Excerpts from a dataset
::::

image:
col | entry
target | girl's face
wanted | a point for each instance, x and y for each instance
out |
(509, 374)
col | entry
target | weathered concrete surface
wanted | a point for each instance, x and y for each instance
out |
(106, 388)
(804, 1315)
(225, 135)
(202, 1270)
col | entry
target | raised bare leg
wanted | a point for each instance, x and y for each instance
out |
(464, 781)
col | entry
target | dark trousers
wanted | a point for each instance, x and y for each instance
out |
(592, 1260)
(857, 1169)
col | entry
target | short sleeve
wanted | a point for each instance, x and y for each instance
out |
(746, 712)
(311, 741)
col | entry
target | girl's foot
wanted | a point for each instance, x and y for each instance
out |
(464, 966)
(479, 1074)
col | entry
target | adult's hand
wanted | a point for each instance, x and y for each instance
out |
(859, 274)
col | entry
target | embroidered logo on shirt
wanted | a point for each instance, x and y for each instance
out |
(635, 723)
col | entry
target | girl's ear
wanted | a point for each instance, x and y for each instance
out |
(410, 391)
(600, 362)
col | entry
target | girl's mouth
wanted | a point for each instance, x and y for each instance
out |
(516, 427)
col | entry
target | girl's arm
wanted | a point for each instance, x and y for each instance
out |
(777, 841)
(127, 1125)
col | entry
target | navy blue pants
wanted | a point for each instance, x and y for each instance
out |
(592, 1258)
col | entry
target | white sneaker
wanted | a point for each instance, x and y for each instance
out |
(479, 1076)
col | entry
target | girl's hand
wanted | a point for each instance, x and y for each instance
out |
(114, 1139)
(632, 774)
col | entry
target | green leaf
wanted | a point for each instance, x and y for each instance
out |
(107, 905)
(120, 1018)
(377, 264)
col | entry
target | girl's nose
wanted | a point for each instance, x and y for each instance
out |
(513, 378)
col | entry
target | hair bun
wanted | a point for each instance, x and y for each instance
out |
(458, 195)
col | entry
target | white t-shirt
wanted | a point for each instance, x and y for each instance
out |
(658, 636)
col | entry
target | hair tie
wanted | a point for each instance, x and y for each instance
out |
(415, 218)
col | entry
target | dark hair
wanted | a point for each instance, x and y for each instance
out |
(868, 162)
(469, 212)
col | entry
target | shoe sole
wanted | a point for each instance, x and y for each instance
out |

::::

Assignment: Say how many of the lines above include the string "white", and give no other words.

Written solution: 2